DATA TO PROCESS:
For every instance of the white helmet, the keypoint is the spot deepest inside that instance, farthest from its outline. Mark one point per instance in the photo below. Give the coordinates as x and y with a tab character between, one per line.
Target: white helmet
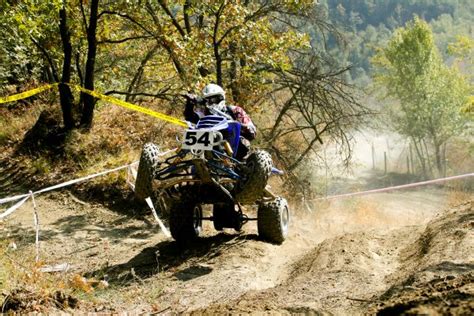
214	96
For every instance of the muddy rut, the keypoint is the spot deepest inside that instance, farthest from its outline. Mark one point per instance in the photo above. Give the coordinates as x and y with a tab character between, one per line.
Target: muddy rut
349	256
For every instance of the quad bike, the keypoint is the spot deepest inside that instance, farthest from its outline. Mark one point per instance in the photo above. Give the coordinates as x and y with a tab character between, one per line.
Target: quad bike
204	170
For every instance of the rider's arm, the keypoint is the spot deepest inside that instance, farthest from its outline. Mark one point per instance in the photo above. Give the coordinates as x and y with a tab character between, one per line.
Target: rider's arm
189	114
249	130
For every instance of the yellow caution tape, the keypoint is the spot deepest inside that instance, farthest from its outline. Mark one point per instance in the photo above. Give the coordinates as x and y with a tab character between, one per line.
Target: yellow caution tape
107	98
26	94
133	107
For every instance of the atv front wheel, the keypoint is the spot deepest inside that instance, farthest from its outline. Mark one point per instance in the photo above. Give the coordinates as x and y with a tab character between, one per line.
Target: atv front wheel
149	160
185	220
255	175
273	220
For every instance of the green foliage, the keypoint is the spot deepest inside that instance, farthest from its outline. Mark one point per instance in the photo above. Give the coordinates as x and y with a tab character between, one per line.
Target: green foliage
430	94
367	24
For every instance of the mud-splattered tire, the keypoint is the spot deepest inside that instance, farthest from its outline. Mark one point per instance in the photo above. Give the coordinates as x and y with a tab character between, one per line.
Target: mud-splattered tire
254	177
273	220
185	220
149	160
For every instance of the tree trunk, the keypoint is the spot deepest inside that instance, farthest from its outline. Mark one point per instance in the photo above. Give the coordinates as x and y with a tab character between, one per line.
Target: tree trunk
439	159
419	153
89	101
218	58
65	94
233	75
138	75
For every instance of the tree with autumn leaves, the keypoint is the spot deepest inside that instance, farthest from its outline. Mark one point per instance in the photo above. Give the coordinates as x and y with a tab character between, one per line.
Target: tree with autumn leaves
156	50
430	94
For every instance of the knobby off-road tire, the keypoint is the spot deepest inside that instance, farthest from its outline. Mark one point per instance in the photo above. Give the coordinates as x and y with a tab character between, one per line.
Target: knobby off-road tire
255	176
185	219
149	160
273	220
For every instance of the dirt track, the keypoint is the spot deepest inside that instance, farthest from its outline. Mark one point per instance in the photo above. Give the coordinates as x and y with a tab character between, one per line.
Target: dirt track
350	256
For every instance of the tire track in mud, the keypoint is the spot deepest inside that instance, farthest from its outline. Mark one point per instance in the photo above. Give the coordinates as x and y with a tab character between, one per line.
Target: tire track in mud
231	272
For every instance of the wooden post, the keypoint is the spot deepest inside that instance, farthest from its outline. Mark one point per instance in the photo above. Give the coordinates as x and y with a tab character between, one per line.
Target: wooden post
408	165
373	157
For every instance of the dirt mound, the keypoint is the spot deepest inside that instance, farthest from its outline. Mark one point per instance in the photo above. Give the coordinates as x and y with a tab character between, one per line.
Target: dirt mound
437	272
346	258
408	269
25	301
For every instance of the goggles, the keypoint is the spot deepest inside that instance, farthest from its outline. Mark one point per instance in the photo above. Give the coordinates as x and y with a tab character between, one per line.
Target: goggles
213	99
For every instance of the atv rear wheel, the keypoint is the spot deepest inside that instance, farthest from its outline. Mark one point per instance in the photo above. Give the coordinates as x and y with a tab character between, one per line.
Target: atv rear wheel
273	220
149	160
185	220
254	177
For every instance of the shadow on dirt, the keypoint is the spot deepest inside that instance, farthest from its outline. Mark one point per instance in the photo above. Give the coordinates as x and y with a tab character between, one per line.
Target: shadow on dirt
169	255
70	226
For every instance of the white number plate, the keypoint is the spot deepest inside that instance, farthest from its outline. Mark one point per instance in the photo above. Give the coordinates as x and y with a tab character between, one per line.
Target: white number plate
198	139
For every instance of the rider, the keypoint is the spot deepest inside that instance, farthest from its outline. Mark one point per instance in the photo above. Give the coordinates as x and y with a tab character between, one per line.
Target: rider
213	96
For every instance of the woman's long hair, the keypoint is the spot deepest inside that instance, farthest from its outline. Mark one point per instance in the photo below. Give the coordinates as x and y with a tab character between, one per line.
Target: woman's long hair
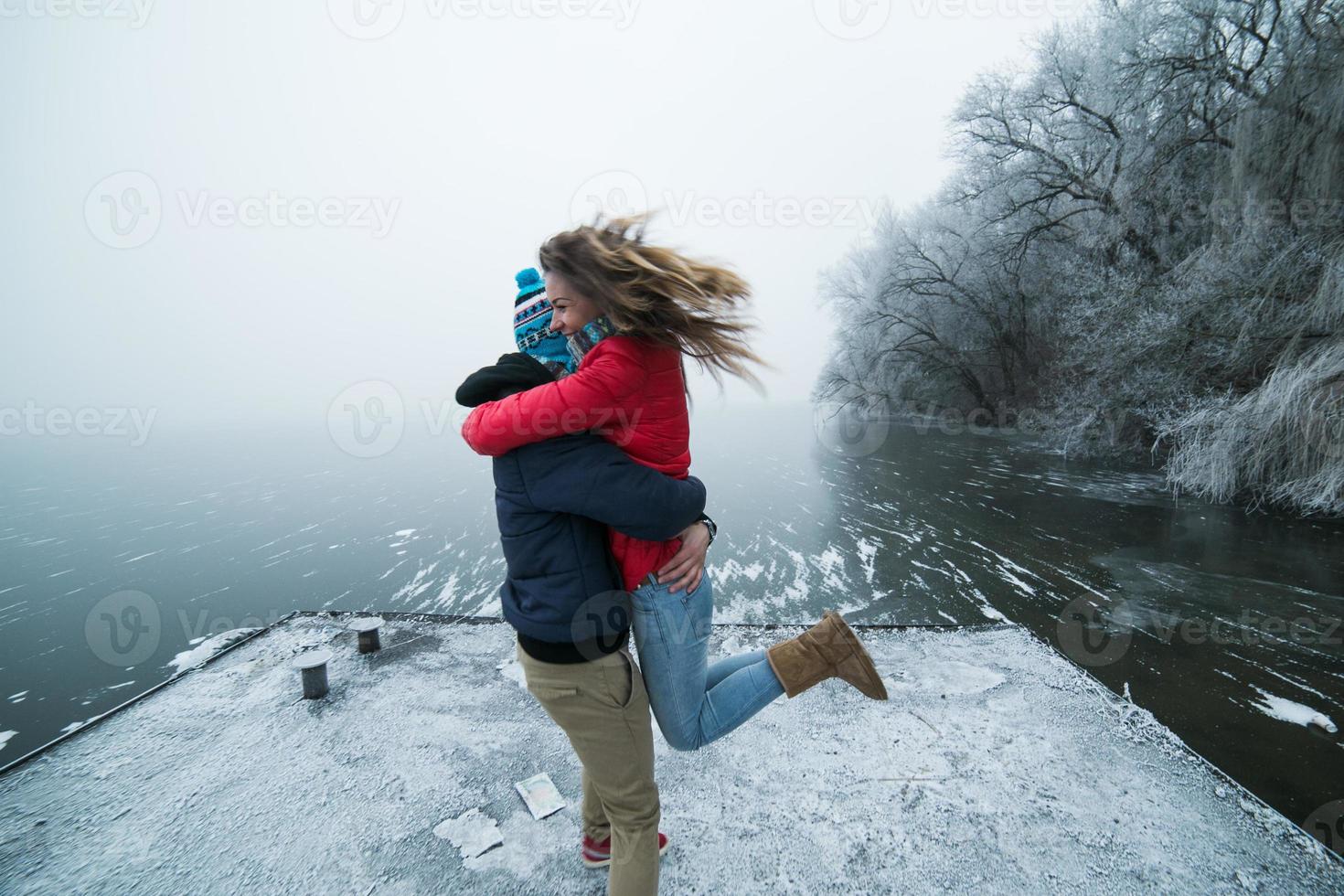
656	293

PROBLEM DESCRIPTION: Reproduce every line of the records above word for word, omitting the pictures.

RESULT OF THIS TASK:
For every instance of the white helmet, the keypoint is the spot deepest inside that instance, farthest from its outline. Mark one point per instance in the photo below. Give the coordinates as x and y with a tab character between, one per line.
Target: white helmet
214	96
For every instance of the muddy rut, the keypoint is the spot deepest inside that instance, farthest from its outline. Mark one point per instance in the photo above. Give the coordinates as x and y with a tab character between, one per line.
Target: muddy rut
349	256
For every instance of the quad bike, the keypoint is the spot deepest inside that instance, farthest from its outline. Mark one point per instance in the photo above. Give the coordinates as x and y with a tab character between, one per line.
Target: quad bike
204	170
For every instance of the rider's arm, the keypoint is the spot deepest inside that instance, farthest from its outline. Mark one point per instance in the photo above. Give the coordinates as x and y with a tab character between, one per line.
Target: rider's arm
189	114
249	130
For every instance of the yellow caution tape, the keypoint is the spot deepest inside that instance, farthest from its outline. Mark one point per instance in the photo above. Give the coordinates as x and y with a tab character between, one per line.
Target: yellow caution tape
107	98
26	94
133	107
For every instance of the atv front wheel, the keypoint is the spot deepest inside that instance, farthest from its outline. Mark one point per instance in the photo above. Give the coordinates as x and y with a tab character between, one per line.
Target: atv front wheel
149	160
185	220
255	175
273	220
For every instance of the green foliage, the keypoint is the spot deepest inside that instance, farthest from its outline. Mark one point per instance in the photo above. Give the coordinates as x and y with a tab character between, one per line.
Target: green foliage
430	94
367	24
For every instance of the mud-splattered tire, the keypoint is the spot deepest inside that instance, farthest from its outline. Mark one point per instance in the photo above. Give the coordinates as x and y with a tab character between, one per line.
Target: mud-splattered tire
254	177
273	220
185	220
149	160
For every instance of the tree trunk, the keypoint is the spot deepest inside that instance, farthest from its outline. Mark one point per instance in the photo above. Give the coordinates as x and y with a tab character between, one per line.
Target: tree trunk
439	159
419	153
89	101
218	58
65	94
233	75
138	75
For every instance of the tree with autumn leaves, the keypoint is the spot deepest inside that instance, farthest from its outline. Mark one point per instance in the photo above. Give the coordinates as x and y with a tab character between, one per line.
Target: tree with autumn leaves
156	50
430	94
For every instance of the knobby off-road tire, the keypoint is the spot deepest inside that instance, farthest from its outline. Mark one point per instance in the photo above. Give the coordinates as x and y with a tab character between, one per line.
Target: knobby off-road tire
255	176
185	219
149	160
273	220
For every instance of the dirt track, the keypoint is the spot deepest inside that instance, farthest from its outline. Mark one point per instance in the photo above. Give the coordinates as x and y with a tab character between, one per line.
Target: dirt track
350	256
For every instance of the tire track in mud, the keypoint is the spot deepest inside that instance, farthest from its outline. Mark one point per instance in the photo above. Give the coordinates as x and y with a tab character between, one per line.
Target: tire track in mud
231	272
For every instance of the wooden post, the keypoint is the spot deepest inside that instance, farthest from its outline. Mark one point per instance in the photo above. Give the coordinates as x and y with a tab character between, one per line.
Target: wooden post
408	165
373	157
For every instance of the dirt mound, the keypoint is the spot deepest inside that instance, farthest from its outline. Mark one point per instance in the photo above. Give the coordinates as x and y with a tab character between, one per line.
Target: dirt mound
437	272
346	258
408	269
25	301
For every instance of the goggles, the keypoint is the spot deepest inside that instance, farthest from its outline. Mark one point per instance in the photo above. Give the coordinates as x and y with a tab character between, one per line.
Target: goggles
213	99
For every instance of the atv rear wheel, the keypoint is the spot deepest inside that instance, farthest from its outline. Mark one point per instance in the photo above. Give the coordinates as x and y with a tab character between, one per line.
Target: atv rear wheel
273	220
149	160
185	220
254	177
For every instance of the shadow on dirt, the keypoint is the spot deepest inside that instance, farthest from its outline. Mark one point per instance in the photo above. Give the coordinates as x and y with a tab character between, one per line.
Target: shadow on dirt
169	255
70	226
For every instance of the white number plate, the keypoint is the spot deepest inside that instance, farthest from its outline. Mark one point per instance in the photo above. Give the coordinates as x and y with a tab character between, one per line.
Target: white number plate
198	139
For every instance of the rider, the keypoint is the spot deepest inside that instance, farthest from its outline. Mark one point per instance in the photo above. Give the coordinates as x and y with a tab character between, one per line.
Target: rider
213	96
For every instance of the woman's long hair, the keypoint is the spot deepest inside that instance, farthest from its outline. Mark one point per instance in the photo below. Give the coordinates as x and y with a tab character between, one per line.
Target: woman's long hair
656	293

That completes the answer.